» **Stated problem A**
In the Brexit trade text, what share of the UK economy do services account for?
» **Stated problem B**
Translate this sentence from the Brexit trade text into Spanish: "Unlike the EU, the WTO provides little protection from non-tariff barriers to trade."
» **Stated problem C**
Resume the Brexit trade text after its last sentence.

» **Article**

This risks leaving the UK isolated after Brexit, economically and politically. Unlike the EU, the WTO provides little protection from non-tariff barriers to trade. It is mostly about trade in goods and not services – but services account for 80% of the UK economy.
Nor is it true that the trade the UK carries out with the rest of the world is thanks to WTO rules alone. The EU has trade agreements with 68 other countries – these would lapse if we left without a deal.
Leaving without a deal would mean having to make up for a huge shortfall in lost trade with the EU. But non-EU countries would prioritise their trading relationship with the larger EU market over trade with an isolated UK.
Politically, the UK would be promoting a global free trade agenda when the very concept of free trade is under attack from its supposed closest ally. The global trading system was created after 1945 with US leadership; can it survive without it?

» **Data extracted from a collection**
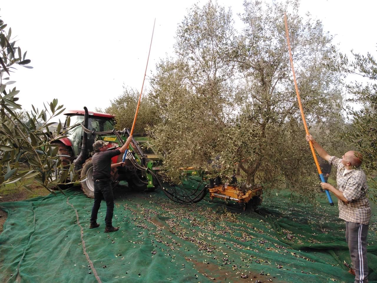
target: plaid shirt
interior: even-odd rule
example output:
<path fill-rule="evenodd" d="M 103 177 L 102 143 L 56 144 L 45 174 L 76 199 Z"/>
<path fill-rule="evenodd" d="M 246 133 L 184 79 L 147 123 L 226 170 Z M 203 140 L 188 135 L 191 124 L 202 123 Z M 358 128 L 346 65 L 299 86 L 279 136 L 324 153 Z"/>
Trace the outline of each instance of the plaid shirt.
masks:
<path fill-rule="evenodd" d="M 337 167 L 338 189 L 349 202 L 346 204 L 340 200 L 338 201 L 339 218 L 348 222 L 369 224 L 371 206 L 366 195 L 368 187 L 365 174 L 362 170 L 354 169 L 343 176 L 345 168 L 341 161 L 341 158 L 335 156 L 332 156 L 329 160 L 330 164 Z"/>

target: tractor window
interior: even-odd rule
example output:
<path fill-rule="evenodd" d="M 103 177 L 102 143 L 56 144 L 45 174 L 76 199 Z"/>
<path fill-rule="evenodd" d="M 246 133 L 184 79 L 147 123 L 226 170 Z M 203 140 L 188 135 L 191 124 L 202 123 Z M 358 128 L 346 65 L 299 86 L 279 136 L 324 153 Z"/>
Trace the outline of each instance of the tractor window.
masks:
<path fill-rule="evenodd" d="M 156 152 L 150 144 L 146 140 L 138 140 L 138 145 L 144 154 L 155 154 Z"/>
<path fill-rule="evenodd" d="M 91 125 L 92 128 L 90 129 L 98 132 L 105 132 L 114 129 L 114 122 L 109 119 L 89 118 L 89 125 Z"/>

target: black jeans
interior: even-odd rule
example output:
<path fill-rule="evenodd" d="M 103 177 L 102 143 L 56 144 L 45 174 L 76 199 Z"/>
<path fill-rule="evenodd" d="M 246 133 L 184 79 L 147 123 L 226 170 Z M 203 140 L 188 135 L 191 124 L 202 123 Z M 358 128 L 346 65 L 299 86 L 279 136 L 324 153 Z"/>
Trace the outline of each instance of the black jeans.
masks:
<path fill-rule="evenodd" d="M 94 203 L 92 209 L 92 216 L 90 223 L 95 223 L 97 221 L 98 210 L 101 206 L 101 202 L 103 199 L 106 201 L 107 208 L 106 217 L 105 217 L 105 224 L 106 226 L 112 226 L 113 214 L 114 212 L 114 195 L 113 189 L 111 187 L 111 182 L 109 181 L 95 180 L 94 183 Z"/>

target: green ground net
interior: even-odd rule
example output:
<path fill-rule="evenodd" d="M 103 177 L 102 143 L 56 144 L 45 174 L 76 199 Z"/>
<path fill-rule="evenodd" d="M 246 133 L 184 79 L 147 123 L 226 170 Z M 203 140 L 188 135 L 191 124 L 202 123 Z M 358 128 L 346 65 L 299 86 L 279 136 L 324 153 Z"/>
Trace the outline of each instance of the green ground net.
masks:
<path fill-rule="evenodd" d="M 101 226 L 89 229 L 93 200 L 78 189 L 66 194 L 2 204 L 8 218 L 0 234 L 0 282 L 353 282 L 343 264 L 350 263 L 344 223 L 336 200 L 330 207 L 324 194 L 315 209 L 281 192 L 265 195 L 256 212 L 244 212 L 220 200 L 184 206 L 161 190 L 123 188 L 113 221 L 120 229 L 109 234 L 104 202 Z M 373 209 L 368 260 L 369 281 L 377 282 Z"/>

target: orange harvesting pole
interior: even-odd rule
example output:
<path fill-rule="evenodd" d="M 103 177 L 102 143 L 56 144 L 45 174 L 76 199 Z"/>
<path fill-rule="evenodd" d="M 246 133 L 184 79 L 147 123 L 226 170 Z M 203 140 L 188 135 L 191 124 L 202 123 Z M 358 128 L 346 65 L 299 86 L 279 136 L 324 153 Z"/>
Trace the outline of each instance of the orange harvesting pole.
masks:
<path fill-rule="evenodd" d="M 148 68 L 148 62 L 149 61 L 149 55 L 150 54 L 150 49 L 152 46 L 152 40 L 153 39 L 153 34 L 155 32 L 155 25 L 156 24 L 156 18 L 155 18 L 155 21 L 153 23 L 153 30 L 152 31 L 152 37 L 150 38 L 150 44 L 149 45 L 149 52 L 148 54 L 148 58 L 147 59 L 147 65 L 145 67 L 145 72 L 144 73 L 144 78 L 143 78 L 143 84 L 141 85 L 141 89 L 140 91 L 140 94 L 139 95 L 139 100 L 138 101 L 138 105 L 136 106 L 136 112 L 135 112 L 135 117 L 133 118 L 133 122 L 132 123 L 132 127 L 131 129 L 131 132 L 130 133 L 130 135 L 132 135 L 132 134 L 133 133 L 133 129 L 135 128 L 135 124 L 136 123 L 136 118 L 138 117 L 138 112 L 139 111 L 139 107 L 140 105 L 140 101 L 141 100 L 141 94 L 143 93 L 143 88 L 144 87 L 144 82 L 145 81 L 145 77 L 147 75 L 147 70 Z M 123 162 L 124 162 L 124 160 L 126 159 L 126 157 L 127 155 L 127 152 L 128 151 L 128 148 L 126 149 L 126 152 L 124 153 L 124 155 L 123 157 L 123 160 L 122 160 Z"/>
<path fill-rule="evenodd" d="M 301 100 L 300 98 L 300 93 L 299 92 L 299 88 L 297 86 L 297 82 L 296 81 L 296 75 L 294 73 L 294 68 L 293 67 L 293 60 L 292 58 L 292 51 L 291 49 L 291 43 L 289 40 L 289 32 L 288 31 L 288 23 L 287 20 L 287 14 L 284 13 L 284 25 L 285 26 L 285 35 L 287 37 L 287 42 L 288 45 L 288 51 L 289 52 L 289 59 L 291 62 L 291 68 L 292 68 L 292 72 L 293 74 L 293 82 L 294 82 L 294 88 L 296 90 L 296 94 L 297 95 L 297 101 L 299 104 L 299 107 L 300 108 L 300 111 L 301 113 L 301 117 L 302 118 L 302 122 L 304 124 L 304 127 L 305 128 L 305 131 L 307 135 L 309 135 L 309 129 L 308 129 L 308 126 L 307 125 L 306 120 L 305 119 L 305 115 L 304 114 L 304 110 L 302 108 L 302 105 L 301 104 Z M 316 152 L 314 150 L 314 147 L 313 146 L 313 143 L 311 141 L 309 141 L 309 144 L 310 146 L 310 149 L 311 151 L 311 153 L 313 155 L 313 158 L 314 159 L 314 162 L 316 163 L 316 166 L 317 166 L 317 170 L 318 171 L 318 174 L 319 174 L 319 177 L 323 183 L 326 183 L 325 178 L 323 177 L 323 174 L 322 174 L 322 171 L 321 168 L 319 166 L 318 163 L 318 160 L 317 159 L 317 156 L 316 155 Z M 327 195 L 327 198 L 328 199 L 330 205 L 334 205 L 334 203 L 331 199 L 331 196 L 328 190 L 325 190 L 325 191 L 326 195 Z"/>

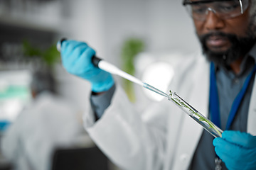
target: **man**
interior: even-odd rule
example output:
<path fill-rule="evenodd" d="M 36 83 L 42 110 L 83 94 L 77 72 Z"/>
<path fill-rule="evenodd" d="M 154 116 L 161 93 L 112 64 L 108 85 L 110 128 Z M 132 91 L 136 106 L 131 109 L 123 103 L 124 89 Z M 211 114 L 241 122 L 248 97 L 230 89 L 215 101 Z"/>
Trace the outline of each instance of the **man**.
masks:
<path fill-rule="evenodd" d="M 4 133 L 2 154 L 14 169 L 50 169 L 55 148 L 74 146 L 85 131 L 77 109 L 57 95 L 50 72 L 35 72 L 31 87 L 34 100 Z"/>
<path fill-rule="evenodd" d="M 65 40 L 64 67 L 92 84 L 85 127 L 124 169 L 256 169 L 255 1 L 183 5 L 204 56 L 183 61 L 170 87 L 223 129 L 222 137 L 214 139 L 168 100 L 137 113 L 112 76 L 93 67 L 95 52 Z"/>

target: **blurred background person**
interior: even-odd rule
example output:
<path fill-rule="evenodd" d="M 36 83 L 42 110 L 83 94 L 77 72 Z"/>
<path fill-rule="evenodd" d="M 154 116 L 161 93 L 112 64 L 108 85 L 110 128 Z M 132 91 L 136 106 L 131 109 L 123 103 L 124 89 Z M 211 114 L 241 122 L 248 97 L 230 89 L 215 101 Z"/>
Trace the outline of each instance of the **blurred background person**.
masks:
<path fill-rule="evenodd" d="M 50 72 L 36 71 L 31 88 L 33 101 L 8 128 L 1 149 L 14 169 L 49 169 L 55 149 L 75 145 L 85 131 L 76 108 L 57 95 Z"/>

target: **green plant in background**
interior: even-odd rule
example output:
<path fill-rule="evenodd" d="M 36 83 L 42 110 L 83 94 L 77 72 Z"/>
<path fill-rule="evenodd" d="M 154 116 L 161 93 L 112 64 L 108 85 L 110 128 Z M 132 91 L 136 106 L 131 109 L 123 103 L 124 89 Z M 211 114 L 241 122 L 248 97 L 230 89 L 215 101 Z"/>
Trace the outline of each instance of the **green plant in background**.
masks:
<path fill-rule="evenodd" d="M 23 42 L 23 49 L 25 57 L 31 60 L 39 58 L 50 67 L 60 60 L 60 53 L 55 45 L 43 50 L 33 46 L 28 40 L 24 40 Z"/>
<path fill-rule="evenodd" d="M 122 47 L 121 57 L 122 60 L 122 69 L 131 75 L 135 74 L 134 61 L 135 57 L 145 48 L 144 42 L 139 38 L 131 38 L 126 40 Z M 124 89 L 129 99 L 134 102 L 135 95 L 132 82 L 123 79 Z"/>

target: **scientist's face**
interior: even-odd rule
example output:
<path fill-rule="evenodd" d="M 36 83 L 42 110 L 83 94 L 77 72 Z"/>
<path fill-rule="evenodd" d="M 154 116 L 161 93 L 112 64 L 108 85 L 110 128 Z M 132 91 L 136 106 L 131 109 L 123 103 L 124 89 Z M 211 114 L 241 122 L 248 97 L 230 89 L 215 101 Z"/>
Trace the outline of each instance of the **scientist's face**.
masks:
<path fill-rule="evenodd" d="M 249 1 L 247 1 L 248 7 L 245 8 L 242 14 L 233 16 L 226 16 L 226 14 L 221 13 L 222 9 L 218 8 L 220 6 L 228 5 L 230 2 L 225 1 L 225 1 L 221 1 L 222 4 L 219 1 L 203 3 L 202 6 L 209 8 L 207 14 L 204 18 L 195 18 L 193 16 L 193 21 L 196 34 L 208 60 L 214 62 L 217 65 L 228 67 L 234 61 L 245 56 L 251 49 L 255 42 L 255 36 L 253 31 L 254 21 L 251 19 L 252 16 L 249 10 Z M 232 6 L 235 6 L 233 4 Z"/>

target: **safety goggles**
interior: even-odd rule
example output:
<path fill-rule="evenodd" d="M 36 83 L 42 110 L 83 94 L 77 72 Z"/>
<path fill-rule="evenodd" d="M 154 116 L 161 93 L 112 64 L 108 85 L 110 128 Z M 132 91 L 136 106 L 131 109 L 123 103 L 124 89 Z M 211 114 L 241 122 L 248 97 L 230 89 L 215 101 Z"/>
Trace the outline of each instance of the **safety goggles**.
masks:
<path fill-rule="evenodd" d="M 195 20 L 205 21 L 209 11 L 222 19 L 230 19 L 244 13 L 248 8 L 249 0 L 185 0 L 183 4 Z"/>

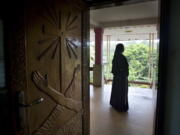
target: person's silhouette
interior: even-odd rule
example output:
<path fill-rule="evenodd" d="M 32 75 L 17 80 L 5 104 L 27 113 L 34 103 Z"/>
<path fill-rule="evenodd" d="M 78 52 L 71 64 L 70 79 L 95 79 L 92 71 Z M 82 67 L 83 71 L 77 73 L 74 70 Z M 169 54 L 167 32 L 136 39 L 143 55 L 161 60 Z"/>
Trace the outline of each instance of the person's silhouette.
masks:
<path fill-rule="evenodd" d="M 129 65 L 126 57 L 122 54 L 124 45 L 117 44 L 112 61 L 113 84 L 110 104 L 120 112 L 126 112 L 128 105 L 128 75 Z"/>

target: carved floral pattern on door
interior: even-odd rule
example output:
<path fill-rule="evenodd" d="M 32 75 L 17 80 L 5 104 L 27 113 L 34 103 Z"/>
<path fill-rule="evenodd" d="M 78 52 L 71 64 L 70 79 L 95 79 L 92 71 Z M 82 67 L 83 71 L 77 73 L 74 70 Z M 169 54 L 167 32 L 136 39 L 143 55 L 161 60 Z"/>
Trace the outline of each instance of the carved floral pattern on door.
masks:
<path fill-rule="evenodd" d="M 68 58 L 74 61 L 78 60 L 78 52 L 77 48 L 79 46 L 79 42 L 72 38 L 73 34 L 76 33 L 76 29 L 78 29 L 77 23 L 75 23 L 78 19 L 78 15 L 72 15 L 72 12 L 61 11 L 61 9 L 55 9 L 54 7 L 49 7 L 45 9 L 47 15 L 42 15 L 41 17 L 44 21 L 48 22 L 51 25 L 51 31 L 48 30 L 48 26 L 45 24 L 41 25 L 41 33 L 44 35 L 44 38 L 37 41 L 37 45 L 44 45 L 48 43 L 47 48 L 41 50 L 40 54 L 37 56 L 38 61 L 43 61 L 43 58 L 47 58 L 50 55 L 50 59 L 55 59 L 57 53 L 59 52 L 59 64 L 60 64 L 60 81 L 62 81 L 62 58 L 61 52 L 62 47 L 65 47 L 66 53 L 68 54 Z M 63 22 L 62 16 L 65 16 L 65 21 Z M 32 81 L 34 85 L 46 94 L 49 98 L 51 98 L 56 106 L 44 120 L 44 122 L 40 125 L 38 129 L 33 132 L 33 135 L 75 135 L 82 134 L 78 131 L 78 129 L 82 129 L 80 127 L 82 125 L 82 121 L 80 120 L 82 115 L 82 101 L 77 101 L 73 99 L 72 89 L 73 83 L 80 71 L 81 65 L 77 64 L 74 67 L 72 77 L 69 81 L 69 84 L 65 89 L 60 87 L 60 90 L 56 90 L 48 83 L 48 75 L 43 76 L 41 71 L 32 72 Z M 60 82 L 61 83 L 61 82 Z M 61 85 L 60 85 L 61 86 Z M 58 127 L 58 120 L 60 120 L 61 116 L 64 116 L 64 110 L 70 110 L 75 113 L 75 115 L 69 119 L 66 123 L 64 123 L 63 127 Z M 79 126 L 77 128 L 72 128 L 73 126 Z"/>

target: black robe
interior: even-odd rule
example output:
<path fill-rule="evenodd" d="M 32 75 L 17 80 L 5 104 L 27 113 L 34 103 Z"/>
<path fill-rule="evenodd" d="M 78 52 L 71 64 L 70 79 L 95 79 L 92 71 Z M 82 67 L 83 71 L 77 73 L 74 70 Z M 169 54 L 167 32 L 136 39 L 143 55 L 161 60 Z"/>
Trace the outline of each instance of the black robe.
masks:
<path fill-rule="evenodd" d="M 126 112 L 128 105 L 128 75 L 129 65 L 124 55 L 119 53 L 112 63 L 113 84 L 110 104 L 120 112 Z"/>

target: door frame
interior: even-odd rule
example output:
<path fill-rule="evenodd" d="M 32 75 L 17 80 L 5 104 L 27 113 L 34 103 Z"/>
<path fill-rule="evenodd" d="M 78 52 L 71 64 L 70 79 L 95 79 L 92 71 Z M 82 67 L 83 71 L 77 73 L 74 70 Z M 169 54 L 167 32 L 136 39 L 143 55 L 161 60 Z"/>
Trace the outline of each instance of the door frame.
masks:
<path fill-rule="evenodd" d="M 116 0 L 116 1 L 100 1 L 89 2 L 90 9 L 102 9 L 107 7 L 115 7 L 120 5 L 135 4 L 139 2 L 146 2 L 149 0 Z M 164 106 L 166 93 L 166 77 L 167 77 L 167 58 L 168 58 L 168 27 L 169 27 L 169 0 L 158 0 L 159 3 L 159 17 L 158 17 L 158 34 L 159 34 L 159 61 L 158 61 L 158 88 L 157 101 L 155 109 L 155 121 L 153 126 L 154 135 L 163 135 L 164 123 Z M 89 101 L 90 102 L 90 101 Z"/>
<path fill-rule="evenodd" d="M 137 1 L 137 0 L 136 0 Z M 146 0 L 138 0 L 138 1 L 146 1 Z M 159 0 L 160 4 L 159 7 L 160 8 L 160 18 L 159 18 L 159 24 L 160 24 L 160 48 L 159 48 L 159 74 L 158 74 L 158 94 L 157 94 L 157 106 L 156 106 L 156 121 L 155 121 L 155 135 L 162 135 L 163 134 L 163 122 L 164 122 L 164 105 L 165 105 L 165 93 L 167 91 L 166 87 L 164 84 L 166 84 L 166 76 L 167 76 L 167 58 L 168 58 L 168 26 L 169 26 L 169 1 L 168 0 Z M 21 4 L 20 4 L 21 3 Z M 18 2 L 12 5 L 9 4 L 7 7 L 9 7 L 11 13 L 6 12 L 5 14 L 3 14 L 2 18 L 4 20 L 4 31 L 5 31 L 5 44 L 6 44 L 6 80 L 7 80 L 7 88 L 9 91 L 9 116 L 11 119 L 11 123 L 9 124 L 9 131 L 10 131 L 10 135 L 13 135 L 13 133 L 15 133 L 15 114 L 14 114 L 14 104 L 13 102 L 13 94 L 12 93 L 12 89 L 11 89 L 11 53 L 12 50 L 10 50 L 9 48 L 9 44 L 11 44 L 10 42 L 12 42 L 12 35 L 11 35 L 11 28 L 9 28 L 9 25 L 11 24 L 10 21 L 13 21 L 13 19 L 15 19 L 14 17 L 9 18 L 9 16 L 12 16 L 12 13 L 14 14 L 14 10 L 13 9 L 17 9 L 17 7 L 21 7 L 19 6 L 22 5 L 23 1 Z M 119 3 L 119 4 L 115 4 L 112 1 L 109 3 L 88 3 L 89 4 L 89 8 L 87 9 L 87 11 L 83 12 L 83 24 L 86 24 L 87 22 L 89 23 L 89 10 L 90 9 L 97 9 L 97 8 L 104 8 L 104 7 L 112 7 L 112 6 L 116 6 L 116 5 L 123 5 L 123 4 L 130 4 L 130 3 Z M 16 8 L 14 5 L 17 5 Z M 83 81 L 83 91 L 85 92 L 85 96 L 83 97 L 83 100 L 85 101 L 86 104 L 84 104 L 84 106 L 87 109 L 90 109 L 89 107 L 89 103 L 90 103 L 90 98 L 89 98 L 89 61 L 87 62 L 86 60 L 89 59 L 89 27 L 84 26 L 84 31 L 83 32 L 83 40 L 82 43 L 85 45 L 83 47 L 83 76 L 86 77 L 86 79 L 84 79 Z M 84 112 L 84 114 L 86 115 L 86 117 L 84 117 L 84 119 L 86 119 L 86 127 L 84 127 L 84 134 L 85 135 L 89 135 L 90 134 L 90 111 L 88 112 Z"/>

» **Written reply A**
Services account for 80% of the UK economy.

» **Written reply B**
A diferencia de la UE, la OMC ofrece poca protección frente a las barreras no arancelarias al comercio.

» **Written reply C**
Is Trump that bad? After all, he reached agreement with the EU last week. But that just demonstrates the UK’s weakness after Brexit. Trump did a deal with the EU Commission president because the EU is a market of 500 million people and a major rule-setter in global trade. Outside the EU, the UK would not have been represented at those talks. Don’t forget that pro-Brexit Trump has put a 25% tariff on UK steel exports to the US on grounds of “national security”.
A weakened WTO might survive the Trump presidency, but in the big game of global trade politics it will be the EU and China that are on the pitch with the UK left on the bench.